* [Task to complete]:
Examine each line of the listing below. Copy those in which the string "rocky" appears.

•••••

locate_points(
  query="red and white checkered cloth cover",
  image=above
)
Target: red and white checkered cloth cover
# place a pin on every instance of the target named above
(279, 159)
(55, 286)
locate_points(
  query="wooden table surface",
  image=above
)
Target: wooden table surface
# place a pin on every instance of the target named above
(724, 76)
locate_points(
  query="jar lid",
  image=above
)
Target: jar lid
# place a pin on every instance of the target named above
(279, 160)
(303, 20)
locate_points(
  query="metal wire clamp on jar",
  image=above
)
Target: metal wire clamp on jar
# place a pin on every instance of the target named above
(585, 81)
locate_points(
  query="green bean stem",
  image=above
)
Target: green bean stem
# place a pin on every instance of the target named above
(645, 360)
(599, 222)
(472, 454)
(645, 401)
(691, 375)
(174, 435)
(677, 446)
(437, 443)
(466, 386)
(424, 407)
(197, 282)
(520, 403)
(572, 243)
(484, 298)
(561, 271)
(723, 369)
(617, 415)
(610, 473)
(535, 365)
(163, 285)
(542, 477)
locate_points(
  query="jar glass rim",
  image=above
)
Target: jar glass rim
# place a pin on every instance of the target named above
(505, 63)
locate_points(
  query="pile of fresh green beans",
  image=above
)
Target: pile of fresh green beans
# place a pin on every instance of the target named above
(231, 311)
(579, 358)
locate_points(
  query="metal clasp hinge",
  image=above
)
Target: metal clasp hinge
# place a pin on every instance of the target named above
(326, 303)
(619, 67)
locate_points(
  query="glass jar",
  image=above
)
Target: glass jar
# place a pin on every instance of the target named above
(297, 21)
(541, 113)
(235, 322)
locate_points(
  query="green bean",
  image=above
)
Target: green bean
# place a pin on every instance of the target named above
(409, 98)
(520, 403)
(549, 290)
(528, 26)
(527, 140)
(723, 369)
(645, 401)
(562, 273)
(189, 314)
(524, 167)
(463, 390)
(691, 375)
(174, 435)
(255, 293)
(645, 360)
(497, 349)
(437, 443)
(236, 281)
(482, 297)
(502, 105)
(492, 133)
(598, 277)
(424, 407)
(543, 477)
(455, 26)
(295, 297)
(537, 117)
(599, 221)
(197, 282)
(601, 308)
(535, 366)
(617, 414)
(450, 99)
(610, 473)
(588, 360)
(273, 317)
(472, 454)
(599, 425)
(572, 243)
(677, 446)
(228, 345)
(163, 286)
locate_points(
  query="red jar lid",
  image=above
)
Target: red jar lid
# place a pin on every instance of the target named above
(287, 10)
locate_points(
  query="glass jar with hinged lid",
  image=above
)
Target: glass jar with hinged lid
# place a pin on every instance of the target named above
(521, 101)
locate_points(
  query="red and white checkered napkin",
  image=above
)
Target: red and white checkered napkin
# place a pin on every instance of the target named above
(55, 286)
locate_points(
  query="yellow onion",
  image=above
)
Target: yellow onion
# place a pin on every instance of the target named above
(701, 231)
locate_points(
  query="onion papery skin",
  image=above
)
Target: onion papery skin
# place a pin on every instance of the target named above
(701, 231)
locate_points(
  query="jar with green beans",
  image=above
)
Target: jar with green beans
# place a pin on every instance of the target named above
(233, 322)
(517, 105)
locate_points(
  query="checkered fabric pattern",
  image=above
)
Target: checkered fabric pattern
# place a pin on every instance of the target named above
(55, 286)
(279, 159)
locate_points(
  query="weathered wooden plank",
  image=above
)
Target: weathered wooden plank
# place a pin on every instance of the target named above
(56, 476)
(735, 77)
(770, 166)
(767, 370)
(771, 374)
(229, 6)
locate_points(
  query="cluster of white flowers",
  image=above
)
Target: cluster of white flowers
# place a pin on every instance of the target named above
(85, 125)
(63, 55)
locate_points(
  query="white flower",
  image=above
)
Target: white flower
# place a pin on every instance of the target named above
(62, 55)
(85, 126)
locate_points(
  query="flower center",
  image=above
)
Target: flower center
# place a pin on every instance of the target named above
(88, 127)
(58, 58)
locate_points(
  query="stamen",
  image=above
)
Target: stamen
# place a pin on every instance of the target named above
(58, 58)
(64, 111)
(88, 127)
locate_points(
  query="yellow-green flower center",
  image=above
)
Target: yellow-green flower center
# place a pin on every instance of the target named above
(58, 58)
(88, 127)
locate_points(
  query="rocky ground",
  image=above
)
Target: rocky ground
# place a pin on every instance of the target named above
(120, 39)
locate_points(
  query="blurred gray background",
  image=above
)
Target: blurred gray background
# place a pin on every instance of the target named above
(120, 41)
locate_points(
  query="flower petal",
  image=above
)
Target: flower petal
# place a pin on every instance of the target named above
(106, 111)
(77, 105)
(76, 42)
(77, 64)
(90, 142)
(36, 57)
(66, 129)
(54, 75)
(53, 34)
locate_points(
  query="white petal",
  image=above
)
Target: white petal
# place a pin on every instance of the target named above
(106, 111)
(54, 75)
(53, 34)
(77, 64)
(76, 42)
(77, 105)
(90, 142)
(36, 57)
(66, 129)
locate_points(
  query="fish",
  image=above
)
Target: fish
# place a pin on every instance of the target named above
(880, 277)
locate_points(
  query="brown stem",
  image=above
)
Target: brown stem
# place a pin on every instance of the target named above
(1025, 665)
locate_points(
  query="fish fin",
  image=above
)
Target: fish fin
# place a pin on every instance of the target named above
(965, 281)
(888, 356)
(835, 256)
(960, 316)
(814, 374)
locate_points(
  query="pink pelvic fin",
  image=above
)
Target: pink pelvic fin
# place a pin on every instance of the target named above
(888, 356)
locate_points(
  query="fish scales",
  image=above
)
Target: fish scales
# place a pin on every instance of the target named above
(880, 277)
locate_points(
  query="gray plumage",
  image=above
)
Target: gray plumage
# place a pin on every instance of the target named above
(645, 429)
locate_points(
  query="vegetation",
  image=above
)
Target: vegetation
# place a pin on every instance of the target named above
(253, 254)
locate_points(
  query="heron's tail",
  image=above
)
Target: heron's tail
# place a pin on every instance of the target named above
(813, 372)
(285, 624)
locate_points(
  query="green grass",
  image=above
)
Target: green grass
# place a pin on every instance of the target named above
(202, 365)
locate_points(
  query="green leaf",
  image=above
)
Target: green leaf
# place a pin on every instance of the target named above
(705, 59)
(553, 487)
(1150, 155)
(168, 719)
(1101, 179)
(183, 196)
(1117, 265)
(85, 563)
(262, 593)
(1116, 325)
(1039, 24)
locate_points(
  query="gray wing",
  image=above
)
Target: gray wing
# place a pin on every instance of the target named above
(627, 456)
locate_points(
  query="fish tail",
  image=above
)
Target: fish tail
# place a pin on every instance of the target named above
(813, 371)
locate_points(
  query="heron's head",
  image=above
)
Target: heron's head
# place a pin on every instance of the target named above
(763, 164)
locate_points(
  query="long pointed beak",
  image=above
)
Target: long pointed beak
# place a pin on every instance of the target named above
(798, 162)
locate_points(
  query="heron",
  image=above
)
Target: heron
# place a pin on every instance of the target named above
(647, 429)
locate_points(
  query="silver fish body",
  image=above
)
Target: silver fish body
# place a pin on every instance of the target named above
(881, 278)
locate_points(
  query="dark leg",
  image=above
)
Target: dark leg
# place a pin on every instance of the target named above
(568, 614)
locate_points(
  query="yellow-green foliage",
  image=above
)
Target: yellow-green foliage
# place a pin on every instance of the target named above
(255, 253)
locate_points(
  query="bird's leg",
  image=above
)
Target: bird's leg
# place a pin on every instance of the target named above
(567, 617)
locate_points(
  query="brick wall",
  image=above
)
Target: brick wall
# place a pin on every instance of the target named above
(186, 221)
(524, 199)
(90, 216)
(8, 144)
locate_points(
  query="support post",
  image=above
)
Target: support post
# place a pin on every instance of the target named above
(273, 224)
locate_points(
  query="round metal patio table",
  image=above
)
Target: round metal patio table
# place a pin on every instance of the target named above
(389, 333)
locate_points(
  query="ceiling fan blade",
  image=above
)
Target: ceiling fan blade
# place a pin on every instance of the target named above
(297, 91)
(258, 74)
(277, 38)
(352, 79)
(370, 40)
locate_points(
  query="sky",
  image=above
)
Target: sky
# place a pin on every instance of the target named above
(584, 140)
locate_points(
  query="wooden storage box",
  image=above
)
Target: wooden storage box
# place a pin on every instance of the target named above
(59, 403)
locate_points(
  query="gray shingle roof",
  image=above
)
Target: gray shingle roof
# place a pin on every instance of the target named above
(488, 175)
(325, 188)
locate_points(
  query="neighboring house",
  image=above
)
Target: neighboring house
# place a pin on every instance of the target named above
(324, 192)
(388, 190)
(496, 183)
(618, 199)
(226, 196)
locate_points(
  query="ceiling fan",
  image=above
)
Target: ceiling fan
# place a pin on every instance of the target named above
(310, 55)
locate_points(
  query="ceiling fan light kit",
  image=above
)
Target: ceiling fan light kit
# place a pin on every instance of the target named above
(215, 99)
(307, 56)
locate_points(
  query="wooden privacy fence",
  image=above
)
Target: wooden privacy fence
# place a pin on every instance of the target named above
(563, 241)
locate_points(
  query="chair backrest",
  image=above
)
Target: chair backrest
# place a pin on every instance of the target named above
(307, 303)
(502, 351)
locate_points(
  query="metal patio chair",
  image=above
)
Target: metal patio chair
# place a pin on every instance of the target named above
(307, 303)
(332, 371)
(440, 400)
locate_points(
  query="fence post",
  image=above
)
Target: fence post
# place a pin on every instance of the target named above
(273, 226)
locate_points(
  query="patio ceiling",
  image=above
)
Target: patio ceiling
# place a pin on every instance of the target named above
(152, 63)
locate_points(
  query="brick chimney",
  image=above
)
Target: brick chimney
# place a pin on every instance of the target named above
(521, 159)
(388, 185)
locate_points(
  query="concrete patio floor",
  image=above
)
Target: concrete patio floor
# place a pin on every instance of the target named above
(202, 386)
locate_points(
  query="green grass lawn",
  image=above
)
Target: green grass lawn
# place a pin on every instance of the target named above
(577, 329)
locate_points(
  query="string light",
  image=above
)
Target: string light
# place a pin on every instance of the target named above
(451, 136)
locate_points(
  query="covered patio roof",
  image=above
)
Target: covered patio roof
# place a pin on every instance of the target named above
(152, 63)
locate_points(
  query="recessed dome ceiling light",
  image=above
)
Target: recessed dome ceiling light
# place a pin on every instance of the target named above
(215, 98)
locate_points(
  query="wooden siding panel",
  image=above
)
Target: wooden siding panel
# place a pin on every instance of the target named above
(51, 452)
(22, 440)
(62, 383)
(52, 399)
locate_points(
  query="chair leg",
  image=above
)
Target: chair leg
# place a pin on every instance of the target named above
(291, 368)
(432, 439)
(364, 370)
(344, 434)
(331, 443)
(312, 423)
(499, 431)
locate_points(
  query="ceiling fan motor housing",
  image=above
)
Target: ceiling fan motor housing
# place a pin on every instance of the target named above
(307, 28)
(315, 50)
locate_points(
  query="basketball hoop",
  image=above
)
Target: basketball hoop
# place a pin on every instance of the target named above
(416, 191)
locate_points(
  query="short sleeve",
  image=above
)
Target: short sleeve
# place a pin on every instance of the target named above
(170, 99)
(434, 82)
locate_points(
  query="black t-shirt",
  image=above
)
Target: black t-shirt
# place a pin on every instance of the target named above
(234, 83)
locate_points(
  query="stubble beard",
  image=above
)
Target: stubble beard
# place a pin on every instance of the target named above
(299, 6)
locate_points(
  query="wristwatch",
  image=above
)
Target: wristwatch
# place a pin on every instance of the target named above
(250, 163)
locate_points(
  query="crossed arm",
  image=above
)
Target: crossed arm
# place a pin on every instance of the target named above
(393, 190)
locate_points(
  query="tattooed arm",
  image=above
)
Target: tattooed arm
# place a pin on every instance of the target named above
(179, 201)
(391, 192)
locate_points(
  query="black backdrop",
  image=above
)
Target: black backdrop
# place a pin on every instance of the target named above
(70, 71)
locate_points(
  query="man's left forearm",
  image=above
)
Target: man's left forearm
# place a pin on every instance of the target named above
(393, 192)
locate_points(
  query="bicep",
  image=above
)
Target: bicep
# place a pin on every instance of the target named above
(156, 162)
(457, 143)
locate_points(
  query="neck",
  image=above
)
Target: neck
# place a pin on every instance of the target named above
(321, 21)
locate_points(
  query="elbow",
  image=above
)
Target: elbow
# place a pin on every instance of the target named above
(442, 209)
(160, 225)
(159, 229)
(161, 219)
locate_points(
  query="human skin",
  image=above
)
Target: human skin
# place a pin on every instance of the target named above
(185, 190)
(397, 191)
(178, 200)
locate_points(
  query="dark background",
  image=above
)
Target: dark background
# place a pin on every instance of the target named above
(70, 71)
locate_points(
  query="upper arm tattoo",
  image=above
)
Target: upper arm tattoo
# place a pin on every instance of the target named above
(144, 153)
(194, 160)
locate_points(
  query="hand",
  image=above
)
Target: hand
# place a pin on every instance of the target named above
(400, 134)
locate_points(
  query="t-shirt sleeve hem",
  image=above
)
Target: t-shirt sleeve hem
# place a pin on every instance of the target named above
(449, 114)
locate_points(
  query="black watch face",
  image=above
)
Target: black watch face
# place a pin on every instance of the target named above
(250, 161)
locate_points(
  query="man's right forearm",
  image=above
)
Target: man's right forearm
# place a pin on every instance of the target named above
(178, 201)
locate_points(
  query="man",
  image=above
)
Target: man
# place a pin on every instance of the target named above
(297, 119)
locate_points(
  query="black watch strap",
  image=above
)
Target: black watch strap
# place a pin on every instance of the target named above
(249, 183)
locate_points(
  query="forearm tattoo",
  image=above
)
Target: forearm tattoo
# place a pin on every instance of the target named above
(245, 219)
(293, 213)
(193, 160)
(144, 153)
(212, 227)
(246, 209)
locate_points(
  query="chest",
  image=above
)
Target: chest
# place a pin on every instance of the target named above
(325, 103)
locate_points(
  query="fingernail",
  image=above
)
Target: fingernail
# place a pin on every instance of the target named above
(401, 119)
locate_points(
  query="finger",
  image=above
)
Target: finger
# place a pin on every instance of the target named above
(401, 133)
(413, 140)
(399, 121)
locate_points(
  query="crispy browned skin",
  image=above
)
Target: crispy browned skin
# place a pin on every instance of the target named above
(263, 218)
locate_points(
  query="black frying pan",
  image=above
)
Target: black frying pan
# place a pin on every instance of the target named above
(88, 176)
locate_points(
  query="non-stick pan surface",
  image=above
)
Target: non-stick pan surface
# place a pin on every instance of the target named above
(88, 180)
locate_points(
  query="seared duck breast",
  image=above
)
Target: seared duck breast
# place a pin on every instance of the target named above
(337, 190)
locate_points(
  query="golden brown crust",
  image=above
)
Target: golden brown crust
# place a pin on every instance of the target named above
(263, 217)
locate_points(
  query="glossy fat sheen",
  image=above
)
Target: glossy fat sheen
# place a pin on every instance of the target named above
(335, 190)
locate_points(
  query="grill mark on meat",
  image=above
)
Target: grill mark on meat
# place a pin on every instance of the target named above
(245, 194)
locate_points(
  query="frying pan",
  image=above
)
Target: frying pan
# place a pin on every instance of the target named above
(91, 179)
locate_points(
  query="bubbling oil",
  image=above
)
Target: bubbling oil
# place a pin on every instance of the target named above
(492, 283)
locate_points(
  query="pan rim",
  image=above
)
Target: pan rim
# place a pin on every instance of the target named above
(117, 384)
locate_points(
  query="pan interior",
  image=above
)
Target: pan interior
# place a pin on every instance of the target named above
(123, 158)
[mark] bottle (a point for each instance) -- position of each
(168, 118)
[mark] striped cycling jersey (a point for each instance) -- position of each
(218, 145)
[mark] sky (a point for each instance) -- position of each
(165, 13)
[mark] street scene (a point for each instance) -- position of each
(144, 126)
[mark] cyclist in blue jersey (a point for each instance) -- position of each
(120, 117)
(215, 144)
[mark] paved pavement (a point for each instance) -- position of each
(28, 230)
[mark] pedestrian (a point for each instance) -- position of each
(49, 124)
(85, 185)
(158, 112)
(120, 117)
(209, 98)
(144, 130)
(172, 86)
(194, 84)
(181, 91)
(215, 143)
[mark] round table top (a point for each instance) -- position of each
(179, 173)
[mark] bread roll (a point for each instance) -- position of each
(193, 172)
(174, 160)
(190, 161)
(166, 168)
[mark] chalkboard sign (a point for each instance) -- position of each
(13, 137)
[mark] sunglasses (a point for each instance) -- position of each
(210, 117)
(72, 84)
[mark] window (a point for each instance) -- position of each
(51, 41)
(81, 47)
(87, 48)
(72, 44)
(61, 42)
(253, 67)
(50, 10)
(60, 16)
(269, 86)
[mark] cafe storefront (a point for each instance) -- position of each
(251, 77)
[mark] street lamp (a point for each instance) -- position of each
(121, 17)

•••••

* [Solution to this problem]:
  query="rocky ground",
Target: rocky ground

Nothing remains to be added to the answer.